[Task]
Output all of the data below exactly as given.

— start —

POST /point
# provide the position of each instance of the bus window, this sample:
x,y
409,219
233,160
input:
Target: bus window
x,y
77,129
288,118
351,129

— end —

[Completed task]
POST /point
# provide the position of each instance of the bus window, this sample:
x,y
409,219
233,160
input:
Target: bus window
x,y
77,129
288,118
351,129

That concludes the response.